§ **Written problem**
Copy every line in the rows below that contains the string "coors". The match is case-sensitive.

§ **Stored rows**
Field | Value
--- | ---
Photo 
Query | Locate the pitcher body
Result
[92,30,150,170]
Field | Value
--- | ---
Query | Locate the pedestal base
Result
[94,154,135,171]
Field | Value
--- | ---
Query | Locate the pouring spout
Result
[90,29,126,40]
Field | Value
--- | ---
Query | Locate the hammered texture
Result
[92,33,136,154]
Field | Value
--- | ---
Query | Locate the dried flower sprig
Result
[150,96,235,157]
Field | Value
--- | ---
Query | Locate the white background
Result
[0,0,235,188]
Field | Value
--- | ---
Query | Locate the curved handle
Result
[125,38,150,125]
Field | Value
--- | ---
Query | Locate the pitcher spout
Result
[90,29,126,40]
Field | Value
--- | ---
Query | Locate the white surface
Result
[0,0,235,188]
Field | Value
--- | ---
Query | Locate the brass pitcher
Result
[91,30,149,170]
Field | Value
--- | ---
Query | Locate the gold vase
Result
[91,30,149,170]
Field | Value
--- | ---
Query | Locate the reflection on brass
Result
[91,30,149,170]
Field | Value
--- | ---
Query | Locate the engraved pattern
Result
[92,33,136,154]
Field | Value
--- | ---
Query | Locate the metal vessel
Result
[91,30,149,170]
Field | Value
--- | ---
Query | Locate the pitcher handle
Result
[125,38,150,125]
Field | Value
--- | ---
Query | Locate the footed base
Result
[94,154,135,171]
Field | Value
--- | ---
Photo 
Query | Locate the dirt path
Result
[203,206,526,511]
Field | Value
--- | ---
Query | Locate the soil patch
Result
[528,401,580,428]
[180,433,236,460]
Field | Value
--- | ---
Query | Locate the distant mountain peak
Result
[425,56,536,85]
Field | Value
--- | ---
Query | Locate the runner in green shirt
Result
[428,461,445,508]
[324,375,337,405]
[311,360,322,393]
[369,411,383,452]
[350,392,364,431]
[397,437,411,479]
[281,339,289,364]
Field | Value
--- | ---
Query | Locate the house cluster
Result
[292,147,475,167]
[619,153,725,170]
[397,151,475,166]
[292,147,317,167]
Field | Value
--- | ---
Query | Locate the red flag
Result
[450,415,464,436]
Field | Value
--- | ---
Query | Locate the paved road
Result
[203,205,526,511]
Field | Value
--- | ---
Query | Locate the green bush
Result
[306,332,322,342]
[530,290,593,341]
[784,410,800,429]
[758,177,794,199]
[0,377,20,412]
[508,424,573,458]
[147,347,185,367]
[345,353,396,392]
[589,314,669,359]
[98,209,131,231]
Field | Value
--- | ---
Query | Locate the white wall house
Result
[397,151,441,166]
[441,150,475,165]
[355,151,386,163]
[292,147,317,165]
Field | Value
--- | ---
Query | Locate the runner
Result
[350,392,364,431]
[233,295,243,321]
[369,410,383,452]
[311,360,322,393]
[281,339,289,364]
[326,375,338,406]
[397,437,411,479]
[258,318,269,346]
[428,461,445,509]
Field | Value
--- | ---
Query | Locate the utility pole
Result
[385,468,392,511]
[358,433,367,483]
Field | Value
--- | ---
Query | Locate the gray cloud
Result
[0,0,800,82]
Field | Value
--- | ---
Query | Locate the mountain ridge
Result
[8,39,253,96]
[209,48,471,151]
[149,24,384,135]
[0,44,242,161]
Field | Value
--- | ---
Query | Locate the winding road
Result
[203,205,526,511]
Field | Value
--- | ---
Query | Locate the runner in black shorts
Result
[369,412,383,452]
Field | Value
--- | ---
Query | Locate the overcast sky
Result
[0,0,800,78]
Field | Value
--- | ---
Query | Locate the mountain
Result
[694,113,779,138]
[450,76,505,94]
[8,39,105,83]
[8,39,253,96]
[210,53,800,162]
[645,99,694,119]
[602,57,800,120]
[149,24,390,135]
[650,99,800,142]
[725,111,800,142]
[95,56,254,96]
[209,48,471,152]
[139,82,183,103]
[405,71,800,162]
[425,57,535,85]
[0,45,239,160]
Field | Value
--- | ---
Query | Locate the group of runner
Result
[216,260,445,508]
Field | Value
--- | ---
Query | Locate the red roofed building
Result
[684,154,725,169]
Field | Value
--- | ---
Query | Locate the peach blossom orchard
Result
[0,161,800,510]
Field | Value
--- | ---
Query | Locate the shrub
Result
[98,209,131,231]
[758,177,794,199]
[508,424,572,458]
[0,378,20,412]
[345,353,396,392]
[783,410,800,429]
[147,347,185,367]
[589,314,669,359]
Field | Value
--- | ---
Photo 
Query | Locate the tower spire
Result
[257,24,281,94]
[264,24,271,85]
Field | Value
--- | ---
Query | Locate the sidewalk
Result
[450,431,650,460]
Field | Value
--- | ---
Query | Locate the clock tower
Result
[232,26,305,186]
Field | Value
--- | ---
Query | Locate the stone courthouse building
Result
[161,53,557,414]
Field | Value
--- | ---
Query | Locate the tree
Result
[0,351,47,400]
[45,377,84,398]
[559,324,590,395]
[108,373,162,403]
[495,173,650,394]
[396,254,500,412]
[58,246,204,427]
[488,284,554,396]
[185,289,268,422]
---
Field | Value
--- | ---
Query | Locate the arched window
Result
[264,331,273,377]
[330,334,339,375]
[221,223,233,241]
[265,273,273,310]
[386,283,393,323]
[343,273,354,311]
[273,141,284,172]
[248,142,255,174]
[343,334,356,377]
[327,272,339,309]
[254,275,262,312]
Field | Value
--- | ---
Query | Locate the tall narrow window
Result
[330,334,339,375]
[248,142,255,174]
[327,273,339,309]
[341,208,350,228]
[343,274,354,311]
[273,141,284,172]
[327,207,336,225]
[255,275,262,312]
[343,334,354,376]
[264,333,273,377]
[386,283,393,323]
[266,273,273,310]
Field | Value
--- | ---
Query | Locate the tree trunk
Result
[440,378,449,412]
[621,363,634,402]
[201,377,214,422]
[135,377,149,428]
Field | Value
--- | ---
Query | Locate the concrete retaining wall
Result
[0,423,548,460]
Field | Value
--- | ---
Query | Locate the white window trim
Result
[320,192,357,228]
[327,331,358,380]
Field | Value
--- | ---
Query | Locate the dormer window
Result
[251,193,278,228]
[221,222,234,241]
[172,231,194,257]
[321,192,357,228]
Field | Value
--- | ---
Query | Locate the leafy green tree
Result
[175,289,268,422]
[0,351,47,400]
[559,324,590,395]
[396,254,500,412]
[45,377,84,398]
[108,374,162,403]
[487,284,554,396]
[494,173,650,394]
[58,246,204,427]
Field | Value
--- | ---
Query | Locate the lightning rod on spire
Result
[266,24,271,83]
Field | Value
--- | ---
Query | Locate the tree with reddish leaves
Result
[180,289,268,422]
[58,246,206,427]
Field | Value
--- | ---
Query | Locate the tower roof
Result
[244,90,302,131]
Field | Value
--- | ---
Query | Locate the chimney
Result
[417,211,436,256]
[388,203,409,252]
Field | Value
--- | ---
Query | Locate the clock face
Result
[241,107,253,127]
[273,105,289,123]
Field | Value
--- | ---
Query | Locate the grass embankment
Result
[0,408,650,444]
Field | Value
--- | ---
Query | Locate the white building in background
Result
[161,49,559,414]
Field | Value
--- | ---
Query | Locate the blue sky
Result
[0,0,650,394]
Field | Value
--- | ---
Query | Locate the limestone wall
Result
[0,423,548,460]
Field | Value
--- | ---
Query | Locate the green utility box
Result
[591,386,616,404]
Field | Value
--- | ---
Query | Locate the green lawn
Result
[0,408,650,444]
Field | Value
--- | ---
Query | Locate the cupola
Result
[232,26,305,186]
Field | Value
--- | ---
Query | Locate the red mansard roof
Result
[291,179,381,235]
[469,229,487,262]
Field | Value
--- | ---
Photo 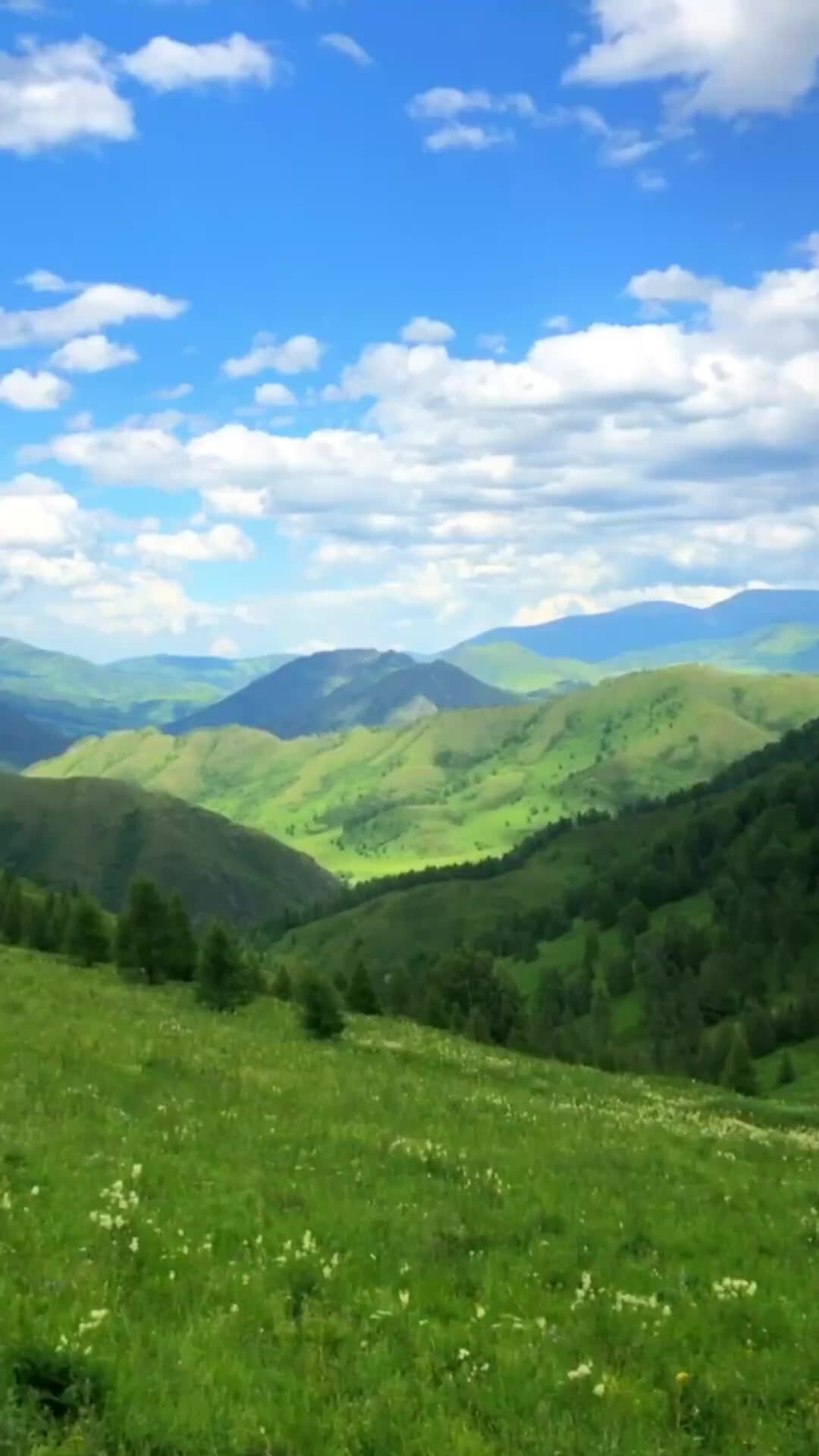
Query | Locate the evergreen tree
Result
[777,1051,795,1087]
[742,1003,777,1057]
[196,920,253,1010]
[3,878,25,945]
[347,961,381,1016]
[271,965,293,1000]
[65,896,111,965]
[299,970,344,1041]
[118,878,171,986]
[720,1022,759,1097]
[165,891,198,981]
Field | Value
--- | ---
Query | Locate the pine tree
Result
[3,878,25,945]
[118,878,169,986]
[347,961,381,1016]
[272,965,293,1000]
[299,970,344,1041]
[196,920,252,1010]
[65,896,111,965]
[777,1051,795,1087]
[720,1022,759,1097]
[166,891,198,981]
--
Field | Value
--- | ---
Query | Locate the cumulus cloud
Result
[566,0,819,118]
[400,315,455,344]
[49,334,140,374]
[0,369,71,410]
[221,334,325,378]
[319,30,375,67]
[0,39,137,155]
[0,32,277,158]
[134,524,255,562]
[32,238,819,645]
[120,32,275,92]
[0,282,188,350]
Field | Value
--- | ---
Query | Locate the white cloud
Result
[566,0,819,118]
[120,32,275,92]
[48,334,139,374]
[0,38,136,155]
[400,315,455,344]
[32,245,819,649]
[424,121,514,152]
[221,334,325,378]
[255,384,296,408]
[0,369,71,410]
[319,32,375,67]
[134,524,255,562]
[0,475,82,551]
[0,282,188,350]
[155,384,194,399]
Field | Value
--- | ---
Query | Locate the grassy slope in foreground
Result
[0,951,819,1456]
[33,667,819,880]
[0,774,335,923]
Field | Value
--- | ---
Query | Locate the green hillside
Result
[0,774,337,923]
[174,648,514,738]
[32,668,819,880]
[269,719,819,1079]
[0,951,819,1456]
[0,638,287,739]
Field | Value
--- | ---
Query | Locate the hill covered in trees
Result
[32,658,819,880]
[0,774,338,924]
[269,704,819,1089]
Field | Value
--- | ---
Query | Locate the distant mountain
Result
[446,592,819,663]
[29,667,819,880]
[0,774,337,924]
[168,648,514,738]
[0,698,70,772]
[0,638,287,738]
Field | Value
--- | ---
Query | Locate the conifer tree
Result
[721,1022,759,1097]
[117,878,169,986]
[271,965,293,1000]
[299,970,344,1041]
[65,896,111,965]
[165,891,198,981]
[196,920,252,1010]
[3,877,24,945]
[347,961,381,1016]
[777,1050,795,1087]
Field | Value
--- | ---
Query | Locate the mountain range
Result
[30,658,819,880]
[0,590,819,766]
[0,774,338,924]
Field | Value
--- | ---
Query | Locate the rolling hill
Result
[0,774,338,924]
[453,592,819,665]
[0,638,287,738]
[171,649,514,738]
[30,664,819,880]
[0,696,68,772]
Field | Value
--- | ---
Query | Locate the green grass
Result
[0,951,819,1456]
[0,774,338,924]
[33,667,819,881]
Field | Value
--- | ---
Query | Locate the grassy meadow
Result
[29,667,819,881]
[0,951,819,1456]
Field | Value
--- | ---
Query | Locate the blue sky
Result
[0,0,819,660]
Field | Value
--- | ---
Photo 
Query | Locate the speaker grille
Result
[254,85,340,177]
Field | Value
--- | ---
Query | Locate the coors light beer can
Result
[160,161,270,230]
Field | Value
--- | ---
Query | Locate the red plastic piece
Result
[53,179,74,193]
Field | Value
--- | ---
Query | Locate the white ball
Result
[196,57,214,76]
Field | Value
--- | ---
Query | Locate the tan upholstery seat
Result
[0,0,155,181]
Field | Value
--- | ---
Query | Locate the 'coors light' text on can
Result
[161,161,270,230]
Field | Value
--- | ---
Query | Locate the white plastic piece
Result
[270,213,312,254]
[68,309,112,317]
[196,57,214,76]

§ **The reply**
Query | Locate the coors light beer can
Query | Locate the 'coors light' text on can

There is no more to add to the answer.